▶ **Written problem**: Extract every line of the rows below that contains the string "handle", matching case exactly.

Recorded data

####################

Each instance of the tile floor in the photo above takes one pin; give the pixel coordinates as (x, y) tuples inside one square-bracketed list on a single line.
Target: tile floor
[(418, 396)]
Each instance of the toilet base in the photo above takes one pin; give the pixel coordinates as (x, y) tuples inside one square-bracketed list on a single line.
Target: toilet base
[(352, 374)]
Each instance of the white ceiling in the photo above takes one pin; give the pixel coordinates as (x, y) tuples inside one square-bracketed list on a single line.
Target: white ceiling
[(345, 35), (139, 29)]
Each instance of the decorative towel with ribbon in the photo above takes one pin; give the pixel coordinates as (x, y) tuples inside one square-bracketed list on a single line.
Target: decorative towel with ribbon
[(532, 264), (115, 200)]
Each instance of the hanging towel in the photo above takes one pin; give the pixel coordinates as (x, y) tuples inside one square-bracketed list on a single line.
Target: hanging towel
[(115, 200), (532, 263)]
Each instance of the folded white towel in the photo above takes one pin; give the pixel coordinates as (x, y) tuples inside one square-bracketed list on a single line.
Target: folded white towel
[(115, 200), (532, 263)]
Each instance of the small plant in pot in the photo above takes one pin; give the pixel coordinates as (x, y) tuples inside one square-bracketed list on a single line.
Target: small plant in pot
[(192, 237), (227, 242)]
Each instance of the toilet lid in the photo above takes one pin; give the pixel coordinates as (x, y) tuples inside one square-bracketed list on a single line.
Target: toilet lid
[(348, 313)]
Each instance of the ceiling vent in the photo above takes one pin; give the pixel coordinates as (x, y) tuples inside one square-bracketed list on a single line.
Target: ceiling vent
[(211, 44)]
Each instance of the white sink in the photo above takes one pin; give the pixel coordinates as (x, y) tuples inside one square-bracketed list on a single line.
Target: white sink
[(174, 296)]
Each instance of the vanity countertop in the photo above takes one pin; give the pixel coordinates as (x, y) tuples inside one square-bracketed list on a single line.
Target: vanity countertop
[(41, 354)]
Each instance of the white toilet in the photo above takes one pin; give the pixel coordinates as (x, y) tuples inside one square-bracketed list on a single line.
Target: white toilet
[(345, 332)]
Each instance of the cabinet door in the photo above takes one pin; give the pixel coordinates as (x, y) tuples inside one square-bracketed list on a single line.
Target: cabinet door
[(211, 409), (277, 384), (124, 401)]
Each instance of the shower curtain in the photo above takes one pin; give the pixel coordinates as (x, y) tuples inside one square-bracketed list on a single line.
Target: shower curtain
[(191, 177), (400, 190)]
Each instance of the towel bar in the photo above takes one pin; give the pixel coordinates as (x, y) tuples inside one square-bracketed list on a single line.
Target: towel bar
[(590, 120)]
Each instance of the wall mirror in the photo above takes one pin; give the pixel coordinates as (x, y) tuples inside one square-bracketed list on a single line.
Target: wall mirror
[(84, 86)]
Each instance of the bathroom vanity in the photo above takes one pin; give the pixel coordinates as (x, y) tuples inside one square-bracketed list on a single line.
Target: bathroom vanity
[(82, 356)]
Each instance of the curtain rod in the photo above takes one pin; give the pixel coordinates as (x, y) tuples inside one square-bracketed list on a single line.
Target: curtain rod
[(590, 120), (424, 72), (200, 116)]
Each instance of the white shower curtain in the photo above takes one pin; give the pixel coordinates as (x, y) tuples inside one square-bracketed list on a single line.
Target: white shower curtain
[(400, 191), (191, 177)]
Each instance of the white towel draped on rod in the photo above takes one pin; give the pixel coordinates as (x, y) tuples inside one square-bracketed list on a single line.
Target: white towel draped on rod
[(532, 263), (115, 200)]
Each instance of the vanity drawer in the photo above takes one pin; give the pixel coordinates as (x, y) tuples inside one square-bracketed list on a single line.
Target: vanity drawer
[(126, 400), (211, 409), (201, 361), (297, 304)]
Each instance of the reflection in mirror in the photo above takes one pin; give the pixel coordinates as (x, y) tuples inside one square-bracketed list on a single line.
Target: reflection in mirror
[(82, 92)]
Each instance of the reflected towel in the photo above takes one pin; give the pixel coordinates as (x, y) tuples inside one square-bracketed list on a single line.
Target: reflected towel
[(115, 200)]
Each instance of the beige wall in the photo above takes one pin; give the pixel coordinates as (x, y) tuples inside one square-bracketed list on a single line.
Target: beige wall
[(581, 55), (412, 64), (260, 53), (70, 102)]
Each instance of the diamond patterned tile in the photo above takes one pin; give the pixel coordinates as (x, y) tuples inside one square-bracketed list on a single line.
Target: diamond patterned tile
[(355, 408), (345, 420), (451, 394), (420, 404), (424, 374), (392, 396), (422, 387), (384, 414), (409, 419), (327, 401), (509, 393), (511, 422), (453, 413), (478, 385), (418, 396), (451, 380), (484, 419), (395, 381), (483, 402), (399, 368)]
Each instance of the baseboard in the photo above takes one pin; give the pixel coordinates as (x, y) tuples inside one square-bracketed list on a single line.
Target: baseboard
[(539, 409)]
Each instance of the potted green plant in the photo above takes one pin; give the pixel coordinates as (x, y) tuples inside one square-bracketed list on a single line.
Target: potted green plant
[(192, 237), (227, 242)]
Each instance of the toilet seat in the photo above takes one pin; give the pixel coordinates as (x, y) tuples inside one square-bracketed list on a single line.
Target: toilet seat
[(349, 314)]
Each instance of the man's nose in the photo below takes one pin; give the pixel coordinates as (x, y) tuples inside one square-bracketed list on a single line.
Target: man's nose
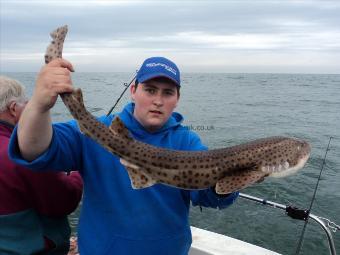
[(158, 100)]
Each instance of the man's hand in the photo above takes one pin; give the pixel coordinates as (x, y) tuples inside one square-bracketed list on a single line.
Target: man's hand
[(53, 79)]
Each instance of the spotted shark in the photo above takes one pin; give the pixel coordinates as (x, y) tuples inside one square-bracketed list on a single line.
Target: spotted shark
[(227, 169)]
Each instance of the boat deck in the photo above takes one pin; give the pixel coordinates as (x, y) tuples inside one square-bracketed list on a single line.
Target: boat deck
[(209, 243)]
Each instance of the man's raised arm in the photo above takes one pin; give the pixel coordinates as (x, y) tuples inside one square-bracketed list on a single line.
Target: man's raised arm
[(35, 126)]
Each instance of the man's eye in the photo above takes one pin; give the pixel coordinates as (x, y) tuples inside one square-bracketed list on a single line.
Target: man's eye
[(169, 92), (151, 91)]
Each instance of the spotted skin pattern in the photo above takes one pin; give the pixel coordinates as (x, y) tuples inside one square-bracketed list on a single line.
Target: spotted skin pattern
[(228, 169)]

####################

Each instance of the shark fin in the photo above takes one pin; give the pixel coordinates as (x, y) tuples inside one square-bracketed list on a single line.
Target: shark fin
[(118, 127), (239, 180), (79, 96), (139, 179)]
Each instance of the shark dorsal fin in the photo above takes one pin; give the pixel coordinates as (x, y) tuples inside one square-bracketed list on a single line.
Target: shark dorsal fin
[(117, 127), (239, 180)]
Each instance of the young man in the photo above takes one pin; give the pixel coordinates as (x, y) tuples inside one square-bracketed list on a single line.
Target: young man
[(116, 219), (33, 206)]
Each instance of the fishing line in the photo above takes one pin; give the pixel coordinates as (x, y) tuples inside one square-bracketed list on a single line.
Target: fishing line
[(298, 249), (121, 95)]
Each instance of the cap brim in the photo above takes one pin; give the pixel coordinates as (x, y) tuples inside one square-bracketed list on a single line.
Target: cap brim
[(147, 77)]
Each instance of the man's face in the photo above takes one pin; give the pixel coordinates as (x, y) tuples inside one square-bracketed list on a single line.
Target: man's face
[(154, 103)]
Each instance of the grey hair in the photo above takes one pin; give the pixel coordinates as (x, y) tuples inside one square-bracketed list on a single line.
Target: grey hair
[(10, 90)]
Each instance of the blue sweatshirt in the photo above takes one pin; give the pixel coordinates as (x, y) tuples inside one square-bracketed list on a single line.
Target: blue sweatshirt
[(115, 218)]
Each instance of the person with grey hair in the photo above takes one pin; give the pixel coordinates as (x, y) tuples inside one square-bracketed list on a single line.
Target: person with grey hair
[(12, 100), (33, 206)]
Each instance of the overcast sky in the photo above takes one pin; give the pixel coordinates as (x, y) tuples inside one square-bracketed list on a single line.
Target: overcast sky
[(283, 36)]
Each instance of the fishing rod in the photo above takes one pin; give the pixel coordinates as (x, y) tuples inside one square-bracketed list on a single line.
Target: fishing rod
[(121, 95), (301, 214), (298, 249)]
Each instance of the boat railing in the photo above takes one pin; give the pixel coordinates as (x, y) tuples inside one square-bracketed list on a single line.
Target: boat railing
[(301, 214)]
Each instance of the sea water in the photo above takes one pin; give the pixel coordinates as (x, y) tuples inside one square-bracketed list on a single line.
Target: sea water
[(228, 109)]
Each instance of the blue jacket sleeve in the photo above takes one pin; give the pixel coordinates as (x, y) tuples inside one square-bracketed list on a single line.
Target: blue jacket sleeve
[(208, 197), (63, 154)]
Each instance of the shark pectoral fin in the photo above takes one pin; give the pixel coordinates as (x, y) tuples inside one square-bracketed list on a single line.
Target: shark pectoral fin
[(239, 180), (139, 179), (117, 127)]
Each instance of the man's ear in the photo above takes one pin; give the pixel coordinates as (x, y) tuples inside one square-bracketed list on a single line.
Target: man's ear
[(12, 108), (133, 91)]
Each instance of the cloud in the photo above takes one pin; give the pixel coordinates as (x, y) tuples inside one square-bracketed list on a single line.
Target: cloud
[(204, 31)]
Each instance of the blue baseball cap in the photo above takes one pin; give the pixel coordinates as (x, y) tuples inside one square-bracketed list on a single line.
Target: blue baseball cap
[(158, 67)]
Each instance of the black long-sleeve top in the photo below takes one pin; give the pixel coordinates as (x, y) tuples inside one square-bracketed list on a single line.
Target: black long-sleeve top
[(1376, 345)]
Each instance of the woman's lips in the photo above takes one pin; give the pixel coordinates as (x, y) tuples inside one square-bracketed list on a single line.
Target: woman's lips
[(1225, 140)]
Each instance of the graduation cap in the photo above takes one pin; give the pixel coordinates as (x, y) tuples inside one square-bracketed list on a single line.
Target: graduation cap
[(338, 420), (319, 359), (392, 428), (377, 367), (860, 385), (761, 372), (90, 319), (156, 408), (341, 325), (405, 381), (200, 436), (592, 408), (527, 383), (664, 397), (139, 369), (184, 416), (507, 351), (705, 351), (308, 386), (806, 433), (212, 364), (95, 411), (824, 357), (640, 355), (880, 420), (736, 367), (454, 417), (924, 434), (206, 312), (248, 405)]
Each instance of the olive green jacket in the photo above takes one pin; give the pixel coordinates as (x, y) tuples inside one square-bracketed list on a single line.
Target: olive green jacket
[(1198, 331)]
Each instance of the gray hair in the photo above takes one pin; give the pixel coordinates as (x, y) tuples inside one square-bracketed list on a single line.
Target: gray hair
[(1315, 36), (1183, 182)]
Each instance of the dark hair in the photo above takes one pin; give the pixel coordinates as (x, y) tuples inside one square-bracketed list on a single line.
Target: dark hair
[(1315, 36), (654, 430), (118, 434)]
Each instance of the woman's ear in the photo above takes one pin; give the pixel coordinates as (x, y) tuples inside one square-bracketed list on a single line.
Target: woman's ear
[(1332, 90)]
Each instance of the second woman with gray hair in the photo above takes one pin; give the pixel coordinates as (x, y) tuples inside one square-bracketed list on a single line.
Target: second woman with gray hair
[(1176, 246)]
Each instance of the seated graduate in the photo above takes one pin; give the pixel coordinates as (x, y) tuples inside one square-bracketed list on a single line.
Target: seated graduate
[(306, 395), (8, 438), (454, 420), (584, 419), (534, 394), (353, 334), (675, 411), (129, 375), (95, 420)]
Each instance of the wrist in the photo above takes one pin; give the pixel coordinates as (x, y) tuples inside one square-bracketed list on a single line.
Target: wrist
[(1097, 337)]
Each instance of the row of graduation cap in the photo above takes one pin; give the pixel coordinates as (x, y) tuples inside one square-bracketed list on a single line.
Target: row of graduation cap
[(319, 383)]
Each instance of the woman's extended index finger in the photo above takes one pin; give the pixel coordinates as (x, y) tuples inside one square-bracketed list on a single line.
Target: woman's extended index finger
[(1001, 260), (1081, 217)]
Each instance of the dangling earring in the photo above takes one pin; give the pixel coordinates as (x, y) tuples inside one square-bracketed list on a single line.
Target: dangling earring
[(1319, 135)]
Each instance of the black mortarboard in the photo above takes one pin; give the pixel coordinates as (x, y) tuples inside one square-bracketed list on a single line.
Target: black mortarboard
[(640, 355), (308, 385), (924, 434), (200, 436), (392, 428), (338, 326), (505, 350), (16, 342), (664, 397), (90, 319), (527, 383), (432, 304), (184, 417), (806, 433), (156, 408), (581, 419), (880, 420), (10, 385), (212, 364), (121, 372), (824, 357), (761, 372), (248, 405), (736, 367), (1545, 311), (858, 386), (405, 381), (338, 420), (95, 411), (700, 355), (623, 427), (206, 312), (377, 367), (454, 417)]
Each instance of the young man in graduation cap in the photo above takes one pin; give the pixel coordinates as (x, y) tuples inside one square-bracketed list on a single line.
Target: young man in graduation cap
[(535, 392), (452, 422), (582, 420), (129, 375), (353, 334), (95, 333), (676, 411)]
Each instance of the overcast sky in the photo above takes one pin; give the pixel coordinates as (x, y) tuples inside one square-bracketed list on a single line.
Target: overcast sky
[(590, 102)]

####################

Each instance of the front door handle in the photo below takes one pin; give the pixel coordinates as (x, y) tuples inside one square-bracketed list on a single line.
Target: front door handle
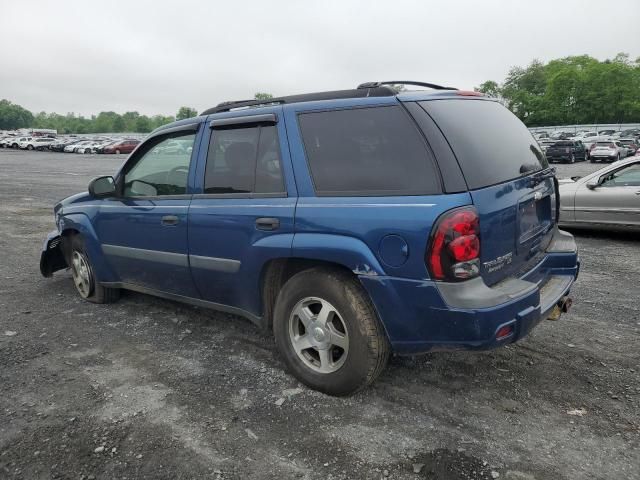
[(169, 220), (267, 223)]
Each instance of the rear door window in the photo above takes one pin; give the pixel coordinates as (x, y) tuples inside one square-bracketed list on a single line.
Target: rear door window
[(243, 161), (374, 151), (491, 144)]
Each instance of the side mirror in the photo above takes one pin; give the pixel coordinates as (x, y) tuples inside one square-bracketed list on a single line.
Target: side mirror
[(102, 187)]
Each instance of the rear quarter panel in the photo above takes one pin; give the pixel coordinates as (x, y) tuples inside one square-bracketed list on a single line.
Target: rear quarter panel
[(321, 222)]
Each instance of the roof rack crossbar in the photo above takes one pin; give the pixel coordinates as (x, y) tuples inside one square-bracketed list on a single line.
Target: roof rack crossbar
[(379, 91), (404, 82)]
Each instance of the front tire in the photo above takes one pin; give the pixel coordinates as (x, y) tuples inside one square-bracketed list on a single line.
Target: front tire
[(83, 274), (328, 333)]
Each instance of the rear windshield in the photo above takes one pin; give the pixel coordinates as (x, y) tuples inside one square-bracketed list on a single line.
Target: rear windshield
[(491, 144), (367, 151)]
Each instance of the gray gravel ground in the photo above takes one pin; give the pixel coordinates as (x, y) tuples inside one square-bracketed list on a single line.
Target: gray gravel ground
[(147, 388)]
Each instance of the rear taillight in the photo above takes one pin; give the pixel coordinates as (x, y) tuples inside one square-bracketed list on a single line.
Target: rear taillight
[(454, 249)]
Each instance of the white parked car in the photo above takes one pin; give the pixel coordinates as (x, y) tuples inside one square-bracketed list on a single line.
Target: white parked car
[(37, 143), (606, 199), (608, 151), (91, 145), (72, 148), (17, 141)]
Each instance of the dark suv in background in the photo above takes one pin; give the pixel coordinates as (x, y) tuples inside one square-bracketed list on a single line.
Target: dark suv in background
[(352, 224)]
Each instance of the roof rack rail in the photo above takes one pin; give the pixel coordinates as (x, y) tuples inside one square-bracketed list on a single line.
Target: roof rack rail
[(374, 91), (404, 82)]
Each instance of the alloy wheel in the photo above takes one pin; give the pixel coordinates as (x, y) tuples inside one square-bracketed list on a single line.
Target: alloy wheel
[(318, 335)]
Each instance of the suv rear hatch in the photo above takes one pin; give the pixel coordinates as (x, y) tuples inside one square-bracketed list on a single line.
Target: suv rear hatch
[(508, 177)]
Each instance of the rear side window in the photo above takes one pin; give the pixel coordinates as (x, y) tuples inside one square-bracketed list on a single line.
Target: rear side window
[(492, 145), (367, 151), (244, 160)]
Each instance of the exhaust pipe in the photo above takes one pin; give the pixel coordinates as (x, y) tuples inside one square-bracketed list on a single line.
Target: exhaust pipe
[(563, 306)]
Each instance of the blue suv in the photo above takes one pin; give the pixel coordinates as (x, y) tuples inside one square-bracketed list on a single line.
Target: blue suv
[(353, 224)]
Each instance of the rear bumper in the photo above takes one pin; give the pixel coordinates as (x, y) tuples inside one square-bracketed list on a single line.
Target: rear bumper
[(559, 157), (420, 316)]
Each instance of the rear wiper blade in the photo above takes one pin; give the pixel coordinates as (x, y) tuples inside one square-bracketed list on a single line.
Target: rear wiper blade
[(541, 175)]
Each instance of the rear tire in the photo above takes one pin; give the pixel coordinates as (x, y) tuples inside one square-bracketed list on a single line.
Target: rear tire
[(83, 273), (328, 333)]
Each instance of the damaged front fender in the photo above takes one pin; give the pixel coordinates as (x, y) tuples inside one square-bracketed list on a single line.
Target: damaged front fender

####################

▶ **Result for this exercise**:
Each instance of the front door handle in the photo below takes one pin; give the pixel coordinates as (x, y) tuples inside one square-bracketed list on a single line.
Target: front door handle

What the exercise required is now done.